Thus the machine has no idea about the features of dogs and cat so we can’t categorize it in dogs and cats. But it can categorize them according to their similarities, patterns, and differences i.e., we can easily categorize the above picture into two parts. First may contain all pics having dogs in it and second part may contain all pics having cats in it. Here you didn’t learn anything before, means no training data or examples. Unsupervised learning classified into two categories of algorithms: Clustering: A clustering problem is where you want to discover the inherent groupings in the data, such as grouping customers by purchasing behavior.  Association: An association rule learning problem is where you want to discover rules that describe large portions of your data, such as people that buy X also tend to buy Y. 

6.3 Semi-Supervised Learning The most basic disadvantage of any Supervised Learning algorithm is that the dataset has to be hand-labeled either by a Machine Learning Engineer or a Data Scientist. This is a very costly process, especially when dealing with large volumes of data. The most basic disadvantage of any Unsupervised Learning is that it’s application spectrum is limited. To counter these disadvantages, the concept of Semi-Supervised Learning was introduced. In this type of learning, the algorithm is trained upon a combination of labeled and unlabeled data. Typically, this combination will contain a very small amount of labeled data and a very large amount of unlabeled data. The basic procedure involved is that first, the programmer will cluster similar data using an unsupervised learning algorithm and then use the existing labeled data to label the rest of the unlabeled data. Intuitively, one may imagine the three types of learning algorithms as Supervised learning where a student is under the supervision of a teacher at both home and school, Unsupervised learning where a student has to figure out a concept himself and Semi-Supervised learning where a teacher teaches a few concepts in class and gives questions as homework which are based on similar concepts. 6.4 Reinforcement Learning Reinforcement learning addresses the question of how a system that senses and acts in its environment can learn to choose optimal actions to achieve its goals. This very generic problem covers tasks such as learning to control a mobile robot, learning to optimize operations in factories, and learning to play board games. Each time the system performs an action in its environment, a trainer may provide a reward or penalty to indicate the desirability of the resulting state.The task of the agent is to learn to choose sequences of actions that produce the greatest cumulative reward.

Consider the scenario of teaching new tricks to your cat  As cat doesn't understand English or any other human language, we can't tell her directly what to do. Instead, we follow a different strategy.  We emulate a situation, and the cat tries to respond in many different ways. If the cat's response is the desired way, we will give her fish otherwise some penalty.

 Now whenever the cat is exposed to the same situation, the cat executes a similar action with even more enthusiastically in expectation of getting more reward (food).  That's like learning that cat gets from "what to do" from positive experiences.  At the same time, the cat also learns what not do when faced with negative experiences.

7. Successful Applications of Machine Learning-Learning to recognize spoken words- All of the most successful speech recognition systems employ machine learning in some form. For example, the SPHINX system (e.g., Lee 1989) learns speaker-specific strategies ...

+ + + + +

_Required tasks_
1. Reproduce the part of the machine learning passage that runs from "Consider the scenario" to "otherwise some penalty.".
2. List the example tasks that the machine learning passage says the general reinforcement learning problem covers.

Recorded data
+ + + + +

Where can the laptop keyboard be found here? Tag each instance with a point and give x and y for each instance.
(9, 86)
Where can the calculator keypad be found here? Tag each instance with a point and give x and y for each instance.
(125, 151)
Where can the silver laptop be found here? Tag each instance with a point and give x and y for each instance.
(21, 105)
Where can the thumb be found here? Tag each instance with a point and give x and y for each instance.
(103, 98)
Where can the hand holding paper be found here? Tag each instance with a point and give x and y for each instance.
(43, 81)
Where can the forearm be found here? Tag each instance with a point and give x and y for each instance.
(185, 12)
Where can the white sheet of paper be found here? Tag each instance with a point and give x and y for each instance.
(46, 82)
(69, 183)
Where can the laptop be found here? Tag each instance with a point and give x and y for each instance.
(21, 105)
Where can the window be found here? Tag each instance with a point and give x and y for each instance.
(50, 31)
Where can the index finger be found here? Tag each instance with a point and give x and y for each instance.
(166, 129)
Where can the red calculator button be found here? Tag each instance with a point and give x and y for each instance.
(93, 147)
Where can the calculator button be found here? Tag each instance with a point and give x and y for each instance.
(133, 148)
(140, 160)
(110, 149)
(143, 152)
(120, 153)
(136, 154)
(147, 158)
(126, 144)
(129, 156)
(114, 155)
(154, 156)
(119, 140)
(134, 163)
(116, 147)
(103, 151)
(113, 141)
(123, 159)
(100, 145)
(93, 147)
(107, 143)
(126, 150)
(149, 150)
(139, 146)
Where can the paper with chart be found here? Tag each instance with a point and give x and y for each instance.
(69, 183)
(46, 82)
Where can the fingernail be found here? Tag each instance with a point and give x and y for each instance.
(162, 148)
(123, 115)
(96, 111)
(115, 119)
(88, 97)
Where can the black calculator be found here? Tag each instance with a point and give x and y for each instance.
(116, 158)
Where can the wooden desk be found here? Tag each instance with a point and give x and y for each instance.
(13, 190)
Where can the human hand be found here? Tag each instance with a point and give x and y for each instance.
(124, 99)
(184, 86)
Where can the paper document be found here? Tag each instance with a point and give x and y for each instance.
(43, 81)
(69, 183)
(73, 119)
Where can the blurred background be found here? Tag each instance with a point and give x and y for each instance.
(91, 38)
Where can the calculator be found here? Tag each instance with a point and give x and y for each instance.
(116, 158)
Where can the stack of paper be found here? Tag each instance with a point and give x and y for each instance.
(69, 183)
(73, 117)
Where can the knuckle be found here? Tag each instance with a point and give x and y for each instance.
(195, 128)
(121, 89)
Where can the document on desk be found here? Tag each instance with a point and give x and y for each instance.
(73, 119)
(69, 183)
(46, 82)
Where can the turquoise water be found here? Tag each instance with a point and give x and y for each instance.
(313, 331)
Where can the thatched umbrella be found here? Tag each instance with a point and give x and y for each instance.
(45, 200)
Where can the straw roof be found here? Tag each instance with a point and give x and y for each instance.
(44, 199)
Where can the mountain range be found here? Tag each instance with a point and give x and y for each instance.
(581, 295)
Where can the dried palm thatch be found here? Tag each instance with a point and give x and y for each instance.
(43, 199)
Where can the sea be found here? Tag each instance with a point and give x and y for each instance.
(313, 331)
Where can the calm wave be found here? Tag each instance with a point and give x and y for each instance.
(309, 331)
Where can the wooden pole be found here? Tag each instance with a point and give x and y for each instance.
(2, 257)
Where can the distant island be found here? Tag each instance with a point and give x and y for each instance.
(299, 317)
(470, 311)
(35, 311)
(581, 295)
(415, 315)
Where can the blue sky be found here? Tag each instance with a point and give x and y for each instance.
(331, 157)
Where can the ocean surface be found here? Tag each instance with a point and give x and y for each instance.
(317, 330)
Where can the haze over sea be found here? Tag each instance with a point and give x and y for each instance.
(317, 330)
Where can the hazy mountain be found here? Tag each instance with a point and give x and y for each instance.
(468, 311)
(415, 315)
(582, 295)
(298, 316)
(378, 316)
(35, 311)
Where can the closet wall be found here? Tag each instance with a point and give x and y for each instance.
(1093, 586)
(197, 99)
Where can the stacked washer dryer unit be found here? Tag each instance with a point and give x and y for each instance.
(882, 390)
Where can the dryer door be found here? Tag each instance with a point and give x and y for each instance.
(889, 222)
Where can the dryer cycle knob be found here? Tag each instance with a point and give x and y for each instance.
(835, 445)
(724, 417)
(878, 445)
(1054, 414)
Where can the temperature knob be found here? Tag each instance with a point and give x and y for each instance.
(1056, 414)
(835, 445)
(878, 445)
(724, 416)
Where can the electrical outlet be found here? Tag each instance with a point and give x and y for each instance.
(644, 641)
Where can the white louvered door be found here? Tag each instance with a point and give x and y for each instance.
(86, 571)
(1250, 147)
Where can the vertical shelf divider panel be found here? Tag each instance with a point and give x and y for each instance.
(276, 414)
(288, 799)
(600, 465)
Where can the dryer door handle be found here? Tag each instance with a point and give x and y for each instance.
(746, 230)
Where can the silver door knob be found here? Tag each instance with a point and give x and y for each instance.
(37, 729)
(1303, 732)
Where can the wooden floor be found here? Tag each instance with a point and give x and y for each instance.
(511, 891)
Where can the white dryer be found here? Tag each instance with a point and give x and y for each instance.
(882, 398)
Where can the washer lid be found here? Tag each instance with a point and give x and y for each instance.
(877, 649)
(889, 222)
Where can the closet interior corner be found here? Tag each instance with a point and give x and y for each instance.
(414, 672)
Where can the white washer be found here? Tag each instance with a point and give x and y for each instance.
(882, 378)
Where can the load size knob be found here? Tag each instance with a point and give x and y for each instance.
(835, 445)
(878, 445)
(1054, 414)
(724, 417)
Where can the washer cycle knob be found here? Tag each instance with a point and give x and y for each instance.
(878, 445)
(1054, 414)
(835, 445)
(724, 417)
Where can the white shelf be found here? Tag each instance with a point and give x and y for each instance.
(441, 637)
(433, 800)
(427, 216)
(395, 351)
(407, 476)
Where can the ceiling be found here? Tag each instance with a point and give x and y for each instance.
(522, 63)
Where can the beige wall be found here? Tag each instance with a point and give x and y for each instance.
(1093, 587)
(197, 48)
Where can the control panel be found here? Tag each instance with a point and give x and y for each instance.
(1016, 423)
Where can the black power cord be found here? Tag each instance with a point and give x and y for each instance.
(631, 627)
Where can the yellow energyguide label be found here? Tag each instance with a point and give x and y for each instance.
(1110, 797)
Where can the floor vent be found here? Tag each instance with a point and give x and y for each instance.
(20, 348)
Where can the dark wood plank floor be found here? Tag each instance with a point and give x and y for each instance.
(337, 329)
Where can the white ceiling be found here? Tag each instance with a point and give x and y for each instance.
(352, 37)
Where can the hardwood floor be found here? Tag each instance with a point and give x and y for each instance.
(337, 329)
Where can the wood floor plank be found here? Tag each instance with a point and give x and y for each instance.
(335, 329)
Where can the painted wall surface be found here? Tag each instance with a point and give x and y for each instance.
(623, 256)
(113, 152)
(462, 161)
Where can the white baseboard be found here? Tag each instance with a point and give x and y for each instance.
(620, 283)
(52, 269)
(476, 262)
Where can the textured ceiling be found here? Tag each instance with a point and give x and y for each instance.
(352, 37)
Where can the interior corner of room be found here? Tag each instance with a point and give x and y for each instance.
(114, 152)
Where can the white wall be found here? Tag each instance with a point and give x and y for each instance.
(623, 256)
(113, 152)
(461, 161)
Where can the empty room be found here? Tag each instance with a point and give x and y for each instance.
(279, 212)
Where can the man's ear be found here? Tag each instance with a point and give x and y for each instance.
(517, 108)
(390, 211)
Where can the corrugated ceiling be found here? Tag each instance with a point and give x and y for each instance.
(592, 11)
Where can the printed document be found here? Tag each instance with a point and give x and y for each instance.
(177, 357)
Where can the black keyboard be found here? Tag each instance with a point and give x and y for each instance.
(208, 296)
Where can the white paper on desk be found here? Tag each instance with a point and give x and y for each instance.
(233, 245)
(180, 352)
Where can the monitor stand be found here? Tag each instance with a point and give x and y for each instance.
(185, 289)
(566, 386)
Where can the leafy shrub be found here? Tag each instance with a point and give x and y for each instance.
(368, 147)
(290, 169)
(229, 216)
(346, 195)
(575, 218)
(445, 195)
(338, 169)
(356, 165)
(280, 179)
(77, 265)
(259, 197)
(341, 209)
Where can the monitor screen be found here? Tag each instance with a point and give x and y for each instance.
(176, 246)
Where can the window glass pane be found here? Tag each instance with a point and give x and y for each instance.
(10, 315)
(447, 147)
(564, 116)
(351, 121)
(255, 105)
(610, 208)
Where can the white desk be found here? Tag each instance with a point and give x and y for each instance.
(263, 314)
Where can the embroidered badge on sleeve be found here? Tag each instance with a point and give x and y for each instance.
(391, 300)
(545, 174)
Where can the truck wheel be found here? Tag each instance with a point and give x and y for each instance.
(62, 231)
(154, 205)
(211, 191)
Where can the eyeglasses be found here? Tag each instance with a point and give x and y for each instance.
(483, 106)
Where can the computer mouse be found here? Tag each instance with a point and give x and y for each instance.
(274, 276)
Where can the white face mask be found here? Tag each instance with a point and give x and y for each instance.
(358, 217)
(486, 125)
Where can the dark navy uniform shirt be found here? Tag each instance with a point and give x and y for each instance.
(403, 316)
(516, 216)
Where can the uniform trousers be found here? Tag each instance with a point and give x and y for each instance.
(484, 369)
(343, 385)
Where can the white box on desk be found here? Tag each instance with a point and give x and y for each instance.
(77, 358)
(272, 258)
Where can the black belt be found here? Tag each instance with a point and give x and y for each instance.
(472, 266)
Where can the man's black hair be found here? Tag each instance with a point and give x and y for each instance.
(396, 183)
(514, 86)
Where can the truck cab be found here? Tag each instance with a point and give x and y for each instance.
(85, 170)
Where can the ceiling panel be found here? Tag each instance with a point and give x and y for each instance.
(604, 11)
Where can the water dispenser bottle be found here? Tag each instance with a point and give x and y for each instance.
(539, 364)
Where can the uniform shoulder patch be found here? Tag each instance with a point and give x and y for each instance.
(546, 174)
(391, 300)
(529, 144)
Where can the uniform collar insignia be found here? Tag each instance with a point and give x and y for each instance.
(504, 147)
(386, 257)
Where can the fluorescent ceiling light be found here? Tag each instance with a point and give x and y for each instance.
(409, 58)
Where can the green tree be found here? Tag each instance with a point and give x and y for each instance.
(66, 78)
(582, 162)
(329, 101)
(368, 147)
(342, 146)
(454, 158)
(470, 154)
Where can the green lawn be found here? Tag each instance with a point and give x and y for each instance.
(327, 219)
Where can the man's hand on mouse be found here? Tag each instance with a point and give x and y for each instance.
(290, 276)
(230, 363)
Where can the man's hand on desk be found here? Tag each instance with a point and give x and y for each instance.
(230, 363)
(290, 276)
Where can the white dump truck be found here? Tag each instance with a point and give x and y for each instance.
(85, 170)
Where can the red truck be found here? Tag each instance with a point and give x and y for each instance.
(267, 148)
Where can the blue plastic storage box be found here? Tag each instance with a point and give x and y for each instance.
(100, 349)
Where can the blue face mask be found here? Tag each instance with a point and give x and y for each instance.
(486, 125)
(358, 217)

+ + + + +

_Responses per task_
1.
Consider the scenario of teaching new tricks to your cat  As cat doesn't understand English or any other human language, we can't tell her directly what to do. Instead, we follow a different strategy.  We emulate a situation, and the cat tries to respond in many different ways. If the cat's response is the desired way, we will give her fish otherwise some penalty.

2.
- Learning to control a mobile robot
- Learning to optimize operations in factories
- Learning to play board games